## Stored records

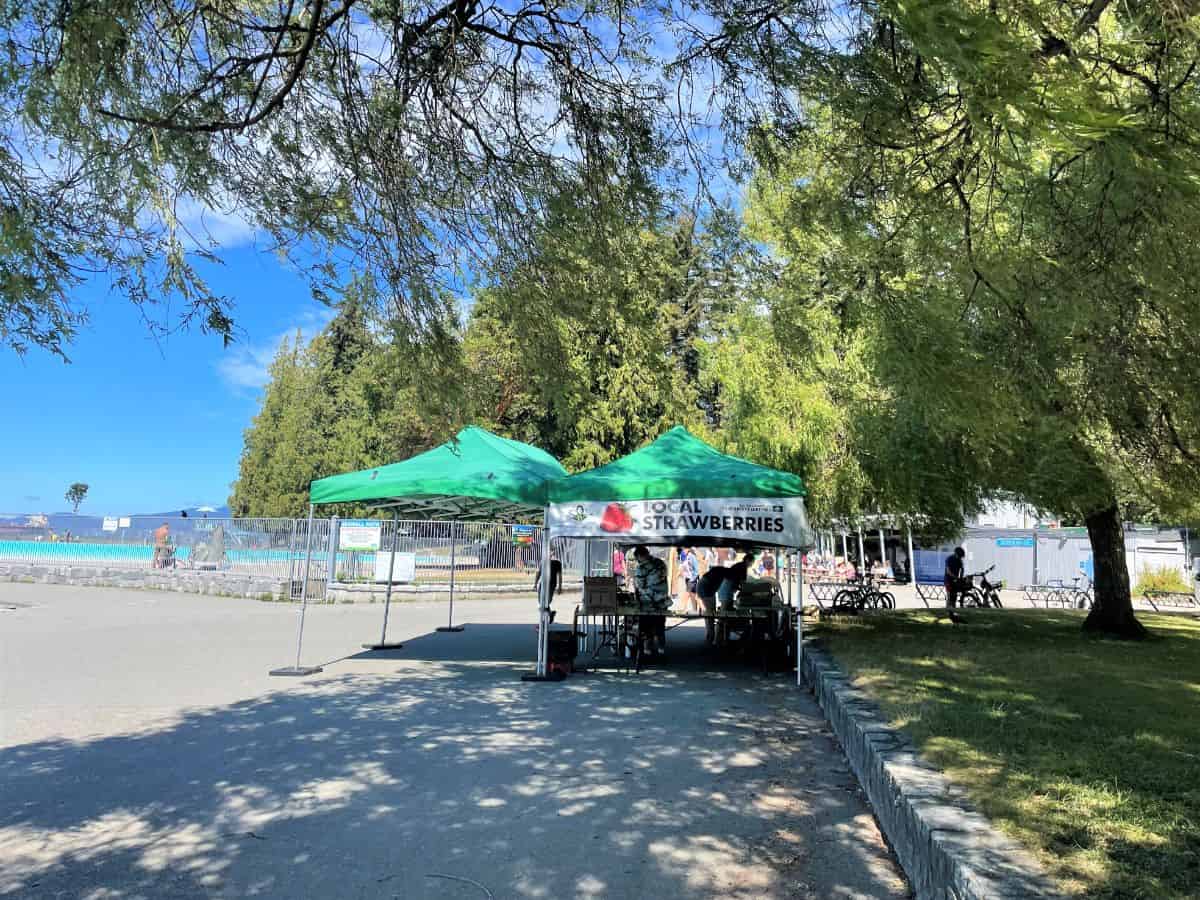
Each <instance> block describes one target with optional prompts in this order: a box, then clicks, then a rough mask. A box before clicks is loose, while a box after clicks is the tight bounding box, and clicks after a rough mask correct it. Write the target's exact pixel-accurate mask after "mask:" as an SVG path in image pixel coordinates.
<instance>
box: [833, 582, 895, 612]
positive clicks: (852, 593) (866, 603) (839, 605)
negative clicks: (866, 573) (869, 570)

## Aim of the task
Print the listing verbatim, starting at its beginning and ending with the line that contains "positive clicks: (852, 593)", inclusive of that line. Omit the picture from your answer.

## Task solution
Each <instance> block describes one target with optional prompts in this order: a box, then clicks, then a rough mask. A box before clicks is loose, while a box after clicks is the tight bounding box, and clicks after a rough mask correct it. Write the target's exact pixel-accurate mask after "mask:" as an SVG path in image pixel coordinates.
<instance>
box: [833, 582, 895, 612]
positive clicks: (852, 593) (866, 603) (839, 605)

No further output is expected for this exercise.